Job: Please recast the lines of the items below as a JSON list of strings, one string per line, with blank lines omitted. Leave the pictures out of your answer.

Task input:
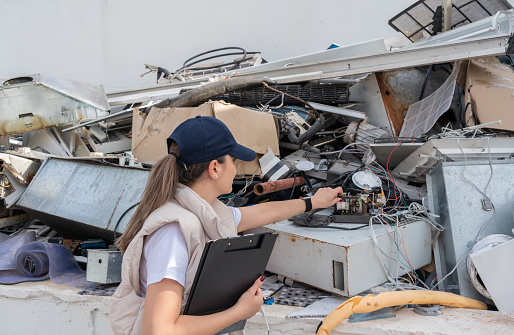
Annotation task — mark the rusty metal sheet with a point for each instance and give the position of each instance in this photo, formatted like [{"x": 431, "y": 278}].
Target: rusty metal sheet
[
  {"x": 12, "y": 220},
  {"x": 343, "y": 262},
  {"x": 22, "y": 169},
  {"x": 401, "y": 88}
]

Exercise answer:
[
  "Annotation task — mark the rusty metal sheet with a point for each instance and give the position of each instance in this photo, formatted like [{\"x\": 431, \"y\": 278}].",
  "Target: rusty metal sheet",
  "[",
  "  {\"x\": 12, \"y\": 220},",
  "  {\"x\": 343, \"y\": 262},",
  "  {\"x\": 22, \"y\": 169},",
  "  {\"x\": 401, \"y\": 88}",
  "]"
]